DATASET start

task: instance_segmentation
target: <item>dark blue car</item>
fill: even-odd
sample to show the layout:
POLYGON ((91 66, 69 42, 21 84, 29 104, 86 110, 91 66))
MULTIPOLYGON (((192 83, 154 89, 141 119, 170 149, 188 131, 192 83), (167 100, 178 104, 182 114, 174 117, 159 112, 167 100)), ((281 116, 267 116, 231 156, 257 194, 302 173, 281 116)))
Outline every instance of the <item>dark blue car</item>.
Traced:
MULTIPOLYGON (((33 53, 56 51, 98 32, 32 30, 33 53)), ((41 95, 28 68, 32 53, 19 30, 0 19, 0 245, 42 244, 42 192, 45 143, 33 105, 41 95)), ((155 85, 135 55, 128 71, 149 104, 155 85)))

DATASET end

§ GIVEN EXERCISE
Can you pull out every line of the data that contains the string "MULTIPOLYGON", with case counting?

§ SOLUTION TO THIS EXERCISE
MULTIPOLYGON (((192 83, 154 89, 141 119, 170 149, 188 131, 192 83), (167 100, 178 104, 182 114, 174 117, 159 112, 167 100)), ((281 116, 267 116, 231 156, 257 194, 302 173, 281 116)))
MULTIPOLYGON (((33 53, 56 51, 98 32, 32 30, 33 53)), ((41 95, 28 68, 32 53, 19 30, 0 19, 0 245, 42 244, 42 192, 45 143, 33 105, 41 95)), ((155 85, 135 55, 128 71, 149 104, 155 85)))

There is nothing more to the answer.